PROBLEM DETAILS |
Output the data below in full, character for character.

### EXCERPTED RECORDS ###

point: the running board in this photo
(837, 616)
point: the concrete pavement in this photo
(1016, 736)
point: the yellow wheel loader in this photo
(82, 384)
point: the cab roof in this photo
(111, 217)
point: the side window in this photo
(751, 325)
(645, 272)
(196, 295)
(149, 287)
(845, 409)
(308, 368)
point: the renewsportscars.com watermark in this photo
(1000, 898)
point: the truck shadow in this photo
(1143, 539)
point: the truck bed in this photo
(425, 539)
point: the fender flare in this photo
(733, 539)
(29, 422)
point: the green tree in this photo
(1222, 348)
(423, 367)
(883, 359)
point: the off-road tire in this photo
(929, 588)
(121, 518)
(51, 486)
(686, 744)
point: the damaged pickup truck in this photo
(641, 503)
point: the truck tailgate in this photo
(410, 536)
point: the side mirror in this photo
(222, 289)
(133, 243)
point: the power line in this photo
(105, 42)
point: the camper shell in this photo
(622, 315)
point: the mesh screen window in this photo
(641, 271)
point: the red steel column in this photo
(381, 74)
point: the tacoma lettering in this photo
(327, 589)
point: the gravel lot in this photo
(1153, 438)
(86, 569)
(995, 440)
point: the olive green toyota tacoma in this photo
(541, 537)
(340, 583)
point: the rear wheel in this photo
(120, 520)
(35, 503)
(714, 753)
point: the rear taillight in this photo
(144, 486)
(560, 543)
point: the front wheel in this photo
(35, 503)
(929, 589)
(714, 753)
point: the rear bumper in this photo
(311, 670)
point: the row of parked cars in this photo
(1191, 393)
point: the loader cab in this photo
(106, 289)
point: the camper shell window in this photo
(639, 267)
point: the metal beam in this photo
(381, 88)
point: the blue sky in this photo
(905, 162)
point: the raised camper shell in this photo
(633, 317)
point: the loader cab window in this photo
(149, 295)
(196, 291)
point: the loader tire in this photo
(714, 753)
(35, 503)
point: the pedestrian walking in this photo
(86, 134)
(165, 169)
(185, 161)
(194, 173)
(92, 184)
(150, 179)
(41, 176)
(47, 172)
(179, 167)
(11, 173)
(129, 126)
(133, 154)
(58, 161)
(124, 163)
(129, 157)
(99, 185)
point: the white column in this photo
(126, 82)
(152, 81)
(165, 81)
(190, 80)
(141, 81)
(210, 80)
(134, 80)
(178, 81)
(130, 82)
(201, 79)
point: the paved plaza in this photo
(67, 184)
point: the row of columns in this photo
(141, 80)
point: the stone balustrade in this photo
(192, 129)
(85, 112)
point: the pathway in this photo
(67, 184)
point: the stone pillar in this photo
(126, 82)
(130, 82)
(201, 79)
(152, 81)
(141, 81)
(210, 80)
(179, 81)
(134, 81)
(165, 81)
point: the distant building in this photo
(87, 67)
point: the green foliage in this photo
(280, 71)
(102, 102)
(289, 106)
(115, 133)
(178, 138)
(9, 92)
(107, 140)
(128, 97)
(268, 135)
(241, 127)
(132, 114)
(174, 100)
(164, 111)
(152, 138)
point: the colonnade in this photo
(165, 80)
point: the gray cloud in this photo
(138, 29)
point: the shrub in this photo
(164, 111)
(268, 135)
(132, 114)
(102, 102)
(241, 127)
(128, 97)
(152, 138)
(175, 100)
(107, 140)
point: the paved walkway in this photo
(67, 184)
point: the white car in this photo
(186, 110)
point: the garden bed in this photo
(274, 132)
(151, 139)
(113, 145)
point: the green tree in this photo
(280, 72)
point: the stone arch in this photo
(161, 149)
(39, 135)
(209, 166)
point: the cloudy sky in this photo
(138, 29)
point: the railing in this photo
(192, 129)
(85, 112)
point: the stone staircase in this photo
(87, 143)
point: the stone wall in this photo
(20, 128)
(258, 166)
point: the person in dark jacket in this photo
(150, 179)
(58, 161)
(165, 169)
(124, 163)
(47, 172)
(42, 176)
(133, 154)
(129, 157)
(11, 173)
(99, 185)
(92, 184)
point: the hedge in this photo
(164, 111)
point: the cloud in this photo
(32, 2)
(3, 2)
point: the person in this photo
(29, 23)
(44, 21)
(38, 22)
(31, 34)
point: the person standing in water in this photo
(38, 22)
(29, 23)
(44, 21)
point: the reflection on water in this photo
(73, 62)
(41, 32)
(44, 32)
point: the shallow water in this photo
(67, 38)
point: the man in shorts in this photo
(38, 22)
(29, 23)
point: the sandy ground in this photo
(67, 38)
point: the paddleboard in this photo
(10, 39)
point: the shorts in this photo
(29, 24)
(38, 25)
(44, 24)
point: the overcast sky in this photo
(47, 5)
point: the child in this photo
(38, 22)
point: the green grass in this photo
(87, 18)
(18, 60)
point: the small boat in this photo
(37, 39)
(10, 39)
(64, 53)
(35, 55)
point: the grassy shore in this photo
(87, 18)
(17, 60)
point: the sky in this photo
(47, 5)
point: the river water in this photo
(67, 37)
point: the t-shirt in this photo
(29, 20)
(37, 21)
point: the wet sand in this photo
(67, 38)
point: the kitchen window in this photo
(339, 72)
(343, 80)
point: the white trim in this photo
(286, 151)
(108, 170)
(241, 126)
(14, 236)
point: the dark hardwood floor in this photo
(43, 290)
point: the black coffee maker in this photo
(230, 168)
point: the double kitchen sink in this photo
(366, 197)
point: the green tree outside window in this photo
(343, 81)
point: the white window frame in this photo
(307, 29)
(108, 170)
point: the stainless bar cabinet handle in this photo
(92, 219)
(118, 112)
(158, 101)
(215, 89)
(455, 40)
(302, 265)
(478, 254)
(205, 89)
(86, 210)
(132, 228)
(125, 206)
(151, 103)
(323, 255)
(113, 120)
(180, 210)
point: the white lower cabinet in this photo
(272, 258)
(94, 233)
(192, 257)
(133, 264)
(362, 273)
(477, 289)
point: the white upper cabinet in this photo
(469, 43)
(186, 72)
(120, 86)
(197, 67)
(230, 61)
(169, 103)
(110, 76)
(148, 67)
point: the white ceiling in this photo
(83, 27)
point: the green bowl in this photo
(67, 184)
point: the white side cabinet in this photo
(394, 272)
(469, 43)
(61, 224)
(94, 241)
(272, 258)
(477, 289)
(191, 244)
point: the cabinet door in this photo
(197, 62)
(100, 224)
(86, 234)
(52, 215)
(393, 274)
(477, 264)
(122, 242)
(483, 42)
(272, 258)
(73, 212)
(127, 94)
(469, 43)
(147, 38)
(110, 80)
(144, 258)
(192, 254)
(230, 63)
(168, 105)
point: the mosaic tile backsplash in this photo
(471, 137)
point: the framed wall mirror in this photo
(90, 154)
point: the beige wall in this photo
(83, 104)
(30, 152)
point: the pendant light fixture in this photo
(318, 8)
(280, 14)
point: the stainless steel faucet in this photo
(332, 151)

###

RESULT OF THIS TASK |
point: the running board in this photo
(837, 616)
point: the concrete pavement in this photo
(1016, 736)
point: the yellow wheel loader in this photo
(82, 384)
point: the cab roof in this photo
(111, 217)
point: the side window in this photo
(751, 325)
(645, 272)
(196, 295)
(149, 287)
(845, 409)
(308, 368)
point: the renewsportscars.com watermark in this photo
(1000, 898)
point: the truck shadow in this photo
(1143, 539)
point: the truck bed in this photo
(425, 539)
point: the fender flare in this photo
(733, 539)
(29, 422)
point: the green tree in this photo
(1222, 348)
(423, 367)
(883, 359)
point: the off-road tire in this photo
(929, 588)
(121, 518)
(51, 486)
(686, 744)
point: the damaged pickup truck in this photo
(641, 503)
point: the truck tailgate in this photo
(410, 536)
point: the side mirror in this photo
(222, 289)
(133, 243)
point: the power line in this photo
(105, 42)
point: the camper shell in this photo
(622, 315)
point: the mesh screen window in this photo
(641, 271)
point: the red steel column in this photo
(381, 74)
point: the tacoma lettering in this photo
(327, 589)
point: the gravel lot in this photo
(1153, 438)
(86, 569)
(995, 440)
point: the olive green toyota tacoma in this photo
(541, 537)
(340, 583)
point: the rear wheel in this photo
(120, 520)
(35, 503)
(714, 753)
point: the rear taillight in this photo
(144, 486)
(560, 543)
point: the front wheel in this photo
(35, 503)
(929, 589)
(714, 753)
point: the rear bumper in this photo
(311, 670)
point: the row of parked cars in this photo
(1191, 393)
point: the loader cab in this photo
(106, 289)
point: the camper shell window in this photo
(639, 267)
point: the metal beam in this photo
(381, 88)
point: the blue sky in this photo
(905, 162)
point: the raised camper shell in this photo
(633, 317)
point: the loader cab window in this photo
(149, 295)
(196, 291)
point: the loader tire in this photo
(714, 753)
(35, 503)
point: the pedestrian walking in this photo
(86, 134)
(165, 169)
(185, 161)
(194, 173)
(92, 184)
(150, 179)
(41, 176)
(47, 172)
(179, 167)
(11, 173)
(129, 126)
(133, 154)
(58, 161)
(124, 163)
(129, 157)
(99, 185)
point: the white column in this photo
(126, 82)
(152, 81)
(165, 81)
(190, 80)
(141, 81)
(210, 80)
(134, 80)
(178, 81)
(130, 82)
(201, 79)
point: the paved plaza in this photo
(67, 184)
point: the row of columns in this photo
(141, 80)
point: the stone balustrade in this photo
(192, 129)
(85, 112)
point: the pathway in this photo
(67, 184)
point: the stone pillar in this photo
(126, 82)
(130, 82)
(201, 79)
(152, 81)
(141, 81)
(210, 80)
(179, 81)
(134, 81)
(165, 81)
point: the distant building in this photo
(87, 67)
point: the green foliage in this photo
(280, 71)
(102, 102)
(289, 106)
(115, 133)
(178, 138)
(9, 92)
(107, 140)
(128, 97)
(268, 135)
(241, 127)
(132, 114)
(174, 100)
(164, 111)
(152, 138)
point: the colonnade in this photo
(165, 80)
point: the gray cloud in this photo
(138, 29)
point: the shrub in this photo
(164, 111)
(268, 135)
(132, 114)
(102, 102)
(241, 127)
(128, 97)
(152, 138)
(175, 100)
(107, 140)
point: the paved walkway in this photo
(67, 184)
point: the white car in this photo
(186, 110)
point: the garden bed in this photo
(274, 132)
(151, 139)
(113, 145)
point: the green tree in this photo
(280, 72)
point: the stone arch in this photo
(161, 149)
(39, 135)
(209, 166)
point: the cloudy sky in this photo
(138, 29)
point: the railing in this photo
(192, 129)
(85, 112)
point: the stone staircase in this photo
(87, 143)
point: the stone wall in this photo
(20, 128)
(258, 166)
point: the person in dark jacket in this photo
(150, 179)
(58, 161)
(165, 169)
(124, 163)
(47, 172)
(42, 176)
(133, 154)
(129, 157)
(11, 173)
(99, 185)
(92, 184)
point: the hedge in this photo
(164, 111)
point: the cloud in this photo
(32, 2)
(3, 2)
point: the person in this photo
(29, 23)
(44, 21)
(38, 22)
(31, 34)
point: the person standing in water in this photo
(38, 22)
(29, 23)
(44, 21)
point: the reflection on water in this photo
(73, 62)
(41, 32)
(44, 32)
point: the shallow water in this photo
(67, 38)
point: the man in shorts in this photo
(38, 22)
(29, 23)
point: the sandy ground in this photo
(67, 38)
point: the paddleboard in this photo
(10, 39)
point: the shorts in this photo
(29, 24)
(38, 25)
(44, 24)
point: the overcast sky in this photo
(47, 5)
point: the child in this photo
(38, 22)
point: the green grass in this photo
(87, 18)
(18, 60)
point: the small boat in this photo
(37, 39)
(10, 39)
(64, 53)
(35, 55)
point: the grassy shore in this photo
(87, 18)
(17, 60)
point: the sky in this photo
(47, 5)
point: the river water in this photo
(67, 37)
point: the t-shirt in this photo
(29, 20)
(37, 21)
point: the wet sand in this photo
(67, 38)
point: the kitchen window in this photo
(339, 72)
(343, 80)
point: the white trim in this photo
(286, 151)
(108, 170)
(241, 126)
(14, 236)
point: the dark hardwood floor in this photo
(43, 290)
point: the black coffee maker in this photo
(230, 168)
point: the double kitchen sink in this photo
(366, 197)
point: the green tree outside window in this photo
(343, 81)
point: the white window frame in this photo
(307, 29)
(108, 170)
point: the stainless bar cabinet handle in this photo
(92, 219)
(118, 112)
(158, 101)
(215, 89)
(455, 40)
(302, 265)
(478, 254)
(205, 89)
(86, 210)
(132, 228)
(125, 206)
(151, 103)
(323, 255)
(113, 120)
(180, 210)
point: the white lower cabinet in this photo
(272, 258)
(94, 233)
(192, 257)
(133, 264)
(362, 273)
(477, 289)
point: the white upper cabinet in this photo
(469, 43)
(186, 72)
(120, 86)
(197, 67)
(230, 61)
(169, 103)
(110, 76)
(148, 67)
point: the white ceiling in this photo
(83, 27)
point: the green bowl in this photo
(67, 184)
point: the white side cabinet in this photo
(394, 272)
(469, 43)
(61, 224)
(94, 241)
(272, 258)
(477, 289)
(191, 244)
point: the cabinet door in this photo
(197, 62)
(100, 224)
(86, 234)
(52, 215)
(393, 274)
(477, 264)
(122, 242)
(483, 42)
(272, 258)
(73, 212)
(127, 94)
(469, 43)
(147, 38)
(110, 80)
(144, 258)
(192, 254)
(230, 63)
(168, 105)
point: the mosaic tile backsplash in this photo
(471, 137)
point: the framed wall mirror in this photo
(90, 154)
point: the beige wall in this photo
(83, 104)
(30, 152)
point: the pendant light fixture in this photo
(318, 8)
(280, 14)
point: the stainless steel faucet in this photo
(332, 151)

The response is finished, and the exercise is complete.